## BEGIN Selected excerpt

It was during this era that the progressive movement began to push for social and political changes. Spurred by muckrakers, such as Sinclair and Jacob Riis who wrote “The Jungle” and “How the Other Half Lives,” respectively, politicians began to pass labor laws, yet the biggest help to the American workers came from the formation of unions. Believe what you will about unions today, it is easy to see their negative side, but during the Gilded Age unions were essential to support the American worker. The great union leader Samuel Gompers once said, “To be free, the workers must have choice. To have choice they must retain in their own hands the right to determine under what conditions they will work.”

Moving from the Gilded Age to the Progressive era, saw some of the most violent episodes of workers organizing.  The principal power unions had was the strike, of which Gompers said, “Show me the country that has no strikes and I'll show you the country in which there is no liberty.” Yet management and government did all they could to curtail strikers.  In the largest strikes of the era — the Haymarket Strike in 1886, the Homestead Strike in 1892, and the Pullman Strike in 1894 — the government intervened on the side of management, but that would soon change.

Franklin D. Roosevelt ushered in a new era for workers. In 1935, FDR signed into law the National Labor Relations Act, also known as the Wagner Act, after its principal author Robert Wagner, a Democrat from New York. Even today, the Wagner Act is the most important piece of legislation for labor.  It allowed for the formation of unions, collective bargaining and strikes. Now, backed by the Democratic Party, Unions would reach the pinnacle of their power as new powerful unions, like the Congress of Industrial Organizations made strides in organizing unskilled laborers.

During World War II, unions took a step back as labor and management both worked towards a patriotic common cause, but with the end of the war everything changed.  First, the fighting over unions began striking at larger than normal rates.  Secondly, the end of WWII ushered in the Cold War where suddenly anything even remotely associated with communism was taboo. Finally, in the 1946 midterm elections Republicans took back Congress for the first time since 1933 and could now work to dismantle aspects of the New Deal. The man who would lead the Republicans in this effort was Robert Taft, son of ex-president William Howard Taft, and his most important piece of legislation bears his name, the Taft–Hartley Act of 1947.

Taft-Hartley amended the Wagner Act to reduce the power of labor.  Among the restrictions were certain types of strikes, limited donations to political campaigns, and forced union officers to sign non-communist agreements.  The most important component of Taft-Hartley was allowing states to enact right-to-work laws. Within a year of its passage 12 states passed such laws and as of today there are 28 such states, predominately in what are considered conservative states.

## END Selected excerpt

**What you need to do:**
A – Copy each line of the listing that contains the string "slope", matching case exactly.
B – Write the next part of the labor union history, starting after its last sentence.
The listing has no connection to the labor union history.

## BEGIN Source data

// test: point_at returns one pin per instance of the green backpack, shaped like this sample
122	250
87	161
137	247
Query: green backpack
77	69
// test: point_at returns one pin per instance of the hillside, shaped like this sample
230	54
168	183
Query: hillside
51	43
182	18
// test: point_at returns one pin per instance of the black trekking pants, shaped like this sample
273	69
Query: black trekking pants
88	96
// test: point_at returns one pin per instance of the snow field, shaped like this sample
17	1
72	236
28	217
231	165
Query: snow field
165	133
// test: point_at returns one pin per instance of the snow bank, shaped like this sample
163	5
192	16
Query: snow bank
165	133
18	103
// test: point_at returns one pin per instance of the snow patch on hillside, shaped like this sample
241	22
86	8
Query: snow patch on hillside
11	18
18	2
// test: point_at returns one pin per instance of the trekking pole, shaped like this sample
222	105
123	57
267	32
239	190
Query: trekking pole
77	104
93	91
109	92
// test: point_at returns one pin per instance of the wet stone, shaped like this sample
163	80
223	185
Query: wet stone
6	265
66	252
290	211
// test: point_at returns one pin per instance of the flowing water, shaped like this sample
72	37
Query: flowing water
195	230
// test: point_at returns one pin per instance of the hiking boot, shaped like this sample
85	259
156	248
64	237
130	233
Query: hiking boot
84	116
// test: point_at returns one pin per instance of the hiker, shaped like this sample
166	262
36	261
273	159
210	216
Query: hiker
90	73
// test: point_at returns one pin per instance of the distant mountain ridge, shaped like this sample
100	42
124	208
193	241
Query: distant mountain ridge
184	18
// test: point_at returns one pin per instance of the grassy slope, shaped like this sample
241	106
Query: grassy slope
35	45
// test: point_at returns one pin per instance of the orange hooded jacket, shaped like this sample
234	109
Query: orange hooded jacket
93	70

## END Source data

**Responses:**
A –
// test: point_at returns one pin per instance of the grassy slope, shaped like this sample
Query: grassy slope

B –
As for Oklahoma, though it is now one of the most conservative states in the Union, that was not always the case. When the Sooner State was formed it had one of the strongest socialist elements in the country.  In 1912, Socialist Party candidate, Eugene V. Debs, received just over 16% of the popular vote.  That was Debs’ second highest total only after Nevada. Oklahoma was even able to withstand the right-to-work tidal wave in the 1950s and 60’s. When legislators refused to take up the call for right-to-work it was put on the ballot as an initiative in 1964. However, the attempt failed as it was defeated in the polls by the people.

The issue would not come up again until 2001. This time the legislature pushed the issue as a constitutional amendment. It took some finagling to get it on the ballot, but this time the measure passed 54% to 45%. Article 23 of the Oklahoma Constitution lists five clauses, among them are “No person shall be required, as a condition of employment or continuation of employment,” and “It shall be unlawful to deduct from the wages, earnings, or compensation of an employee any union dues, fees, assessments, or other charges to be held for, transferred to, or paid over to a labor organization unless the employee has first authorized such deduction.”

It took some time for Oklahoma to follow suit with other right-to-work states. Oklahoma tended to vote with the south since the 1960s but was the last of the old confederate states to change its union laws by 25 years.  Yet, at the same, time Oklahoma started voting Republican in 1952, before most of the south, but did not follow the Republican trend of voting for right-to-work laws in the 1950s. Perhaps even though the state has become one of the reddest states in the nation, when it came to unions, it struggled to shake off its populist past.